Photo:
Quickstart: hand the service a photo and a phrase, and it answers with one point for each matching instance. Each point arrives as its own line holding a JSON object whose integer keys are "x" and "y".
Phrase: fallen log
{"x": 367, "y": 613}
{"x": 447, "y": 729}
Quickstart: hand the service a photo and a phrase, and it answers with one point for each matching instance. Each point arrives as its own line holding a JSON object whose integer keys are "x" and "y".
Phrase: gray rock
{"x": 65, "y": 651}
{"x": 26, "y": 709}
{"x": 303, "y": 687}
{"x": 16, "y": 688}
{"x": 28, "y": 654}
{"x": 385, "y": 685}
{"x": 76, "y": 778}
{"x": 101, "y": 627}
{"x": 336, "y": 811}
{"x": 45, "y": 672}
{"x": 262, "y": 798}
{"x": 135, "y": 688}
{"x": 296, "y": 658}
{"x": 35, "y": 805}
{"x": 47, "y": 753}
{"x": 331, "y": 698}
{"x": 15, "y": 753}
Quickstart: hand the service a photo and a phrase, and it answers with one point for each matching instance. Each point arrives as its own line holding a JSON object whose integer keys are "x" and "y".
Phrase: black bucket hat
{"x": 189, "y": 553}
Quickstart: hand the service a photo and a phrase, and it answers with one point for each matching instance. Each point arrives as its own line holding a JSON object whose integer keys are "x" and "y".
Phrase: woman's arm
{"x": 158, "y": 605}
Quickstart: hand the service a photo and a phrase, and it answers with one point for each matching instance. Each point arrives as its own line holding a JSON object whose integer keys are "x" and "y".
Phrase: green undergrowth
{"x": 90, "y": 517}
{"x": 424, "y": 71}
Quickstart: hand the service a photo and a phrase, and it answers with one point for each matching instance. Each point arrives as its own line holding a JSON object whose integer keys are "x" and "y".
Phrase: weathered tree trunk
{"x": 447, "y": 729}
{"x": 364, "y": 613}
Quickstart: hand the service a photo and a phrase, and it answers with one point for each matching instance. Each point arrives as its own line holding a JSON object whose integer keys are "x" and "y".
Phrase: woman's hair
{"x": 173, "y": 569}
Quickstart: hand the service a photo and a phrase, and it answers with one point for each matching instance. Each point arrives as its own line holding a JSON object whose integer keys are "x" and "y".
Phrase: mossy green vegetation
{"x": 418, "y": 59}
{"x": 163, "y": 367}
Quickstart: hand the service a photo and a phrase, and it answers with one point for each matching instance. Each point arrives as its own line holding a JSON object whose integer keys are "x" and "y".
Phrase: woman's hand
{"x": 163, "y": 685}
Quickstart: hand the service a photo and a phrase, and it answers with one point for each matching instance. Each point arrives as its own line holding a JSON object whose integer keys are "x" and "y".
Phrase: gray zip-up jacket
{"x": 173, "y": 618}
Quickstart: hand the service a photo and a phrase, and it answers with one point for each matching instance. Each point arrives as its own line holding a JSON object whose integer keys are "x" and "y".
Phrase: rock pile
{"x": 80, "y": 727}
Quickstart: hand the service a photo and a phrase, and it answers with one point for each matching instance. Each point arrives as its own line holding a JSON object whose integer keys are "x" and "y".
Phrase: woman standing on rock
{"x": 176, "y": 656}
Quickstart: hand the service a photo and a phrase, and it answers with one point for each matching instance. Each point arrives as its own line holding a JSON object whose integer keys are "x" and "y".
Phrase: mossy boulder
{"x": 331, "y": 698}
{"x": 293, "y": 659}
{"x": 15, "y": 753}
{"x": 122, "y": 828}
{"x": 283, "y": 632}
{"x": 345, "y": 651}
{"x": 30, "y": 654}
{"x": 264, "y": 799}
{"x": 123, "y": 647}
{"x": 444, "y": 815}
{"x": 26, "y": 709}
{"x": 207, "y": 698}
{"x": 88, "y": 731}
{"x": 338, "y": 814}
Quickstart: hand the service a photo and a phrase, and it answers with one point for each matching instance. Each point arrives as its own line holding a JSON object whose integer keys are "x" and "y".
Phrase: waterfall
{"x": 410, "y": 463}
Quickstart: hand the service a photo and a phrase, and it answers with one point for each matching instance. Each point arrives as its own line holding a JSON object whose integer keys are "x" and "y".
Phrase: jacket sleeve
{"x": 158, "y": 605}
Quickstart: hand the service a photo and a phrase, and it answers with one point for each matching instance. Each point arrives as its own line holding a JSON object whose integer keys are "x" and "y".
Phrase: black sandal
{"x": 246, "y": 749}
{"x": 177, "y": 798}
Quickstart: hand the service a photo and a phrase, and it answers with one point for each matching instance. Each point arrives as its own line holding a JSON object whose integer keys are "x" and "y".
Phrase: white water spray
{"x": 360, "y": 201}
========
> **Task brief**:
Restate the records exactly. Leave nothing out.

> **Task result**:
Photo:
Quickstart: hand the service a photo and a phrase, and it answers with one point for each matching instance. Each point arrives as its own line holding a JSON object whose integer keys are "x" and "y".
Phrase: fallen log
{"x": 367, "y": 613}
{"x": 447, "y": 729}
Quickstart: hand the service a photo and a phrase, and it answers with one point for each matching instance. Each point arrives as its own line holding a JSON object whose integer keys are "x" and "y".
Phrase: gray rock
{"x": 65, "y": 651}
{"x": 26, "y": 709}
{"x": 303, "y": 687}
{"x": 16, "y": 688}
{"x": 28, "y": 654}
{"x": 385, "y": 685}
{"x": 76, "y": 778}
{"x": 101, "y": 627}
{"x": 336, "y": 811}
{"x": 45, "y": 672}
{"x": 262, "y": 798}
{"x": 135, "y": 688}
{"x": 296, "y": 658}
{"x": 35, "y": 805}
{"x": 47, "y": 753}
{"x": 331, "y": 698}
{"x": 15, "y": 753}
Quickstart: hand the service a photo and a phrase, and it answers with one point for each matching instance. Each point arrives as its own line holding a JSON object whose integer keys are "x" and "y".
Phrase: black bucket hat
{"x": 189, "y": 553}
Quickstart: hand the service a photo and a phrase, and it answers with one point for each matching instance. Each point arrives as its own line holding a JSON object whose integer keys are "x" and "y".
Phrase: woman's arm
{"x": 158, "y": 605}
Quickstart: hand the service a photo and a phrase, and it answers with one point for each matching instance. Each point arrives as its own line holding a JSON object whose integer keys are "x" and "y".
Phrase: green undergrowth
{"x": 90, "y": 517}
{"x": 424, "y": 71}
Quickstart: hand the service a photo and a phrase, and it answers with one point for each matching instance. Each point arrives as its own line holding a JSON object whose integer keys are "x" and "y".
Phrase: weathered tree trunk
{"x": 447, "y": 729}
{"x": 364, "y": 613}
Quickstart: hand the service a photo and a phrase, and it answers with one point for each matching instance. Each point arrives as its own line holding a JSON object whose integer keys are "x" and "y".
Phrase: woman's hair
{"x": 173, "y": 569}
Quickstart: hand the service a photo and a phrase, and it answers with one point for each matching instance. Each point arrives as its own line holding a JSON object whose integer keys are "x" and "y".
Phrase: mossy green vegetation
{"x": 418, "y": 59}
{"x": 163, "y": 367}
Quickstart: hand the service a photo and a phrase, and it answers with one point for each matching instance. Each point arrives as its own line holding a JSON object whose integer keys are "x" and "y".
Phrase: woman's hand
{"x": 163, "y": 685}
Quickstart: hand the service a photo and a phrase, and it answers with one point for each matching instance. Each point arrives as its own line holding a JSON object whose integer keys are "x" and "y".
Phrase: gray zip-up jacket
{"x": 173, "y": 618}
Quickstart: hand the service a photo and a phrase, and it answers with one point for each matching instance. Each point arrives as its own line holding a JSON object whose integer keys are "x" and "y".
Phrase: rock pile
{"x": 80, "y": 727}
Quickstart: hand the service a photo and a phrase, and it answers with one point for each matching instance. Each point arrives as its own line holding a JSON object whose integer keys are "x" and "y".
Phrase: woman standing on rock
{"x": 176, "y": 656}
Quickstart: hand the service a photo and a phrase, and it answers with one point for each matching instance. Each point arrives as its own line holding a JSON object whose integer keys are "x" and "y".
Phrase: mossy boulder
{"x": 331, "y": 698}
{"x": 293, "y": 659}
{"x": 15, "y": 753}
{"x": 122, "y": 828}
{"x": 283, "y": 632}
{"x": 345, "y": 651}
{"x": 30, "y": 654}
{"x": 264, "y": 799}
{"x": 123, "y": 647}
{"x": 444, "y": 815}
{"x": 26, "y": 709}
{"x": 207, "y": 698}
{"x": 88, "y": 731}
{"x": 338, "y": 814}
Quickstart: hand the service a photo and a phrase, and it answers with one point for each matching instance. Each point arrives as its own line holding a JSON object whose integer keys are "x" and "y".
Phrase: waterfall
{"x": 410, "y": 463}
Quickstart: hand the service a photo and a phrase, and it answers with one point for each matching instance. Each point arrives as its own line holding a JSON object whose integer keys are "x" and "y".
Phrase: jacket sleeve
{"x": 158, "y": 605}
Quickstart: hand the service a photo and a phrase, and it answers with one point for each matching instance. Each point arrives as its own line holding a JSON object whose integer keys are "x" and "y".
Phrase: black sandal
{"x": 246, "y": 749}
{"x": 177, "y": 798}
Quickstart: hand the service a photo and a phrase, and it answers with one point for each matching instance. Each point arrives as its own line holding a JSON object whose integer keys are "x" and "y".
Phrase: white water spray
{"x": 360, "y": 201}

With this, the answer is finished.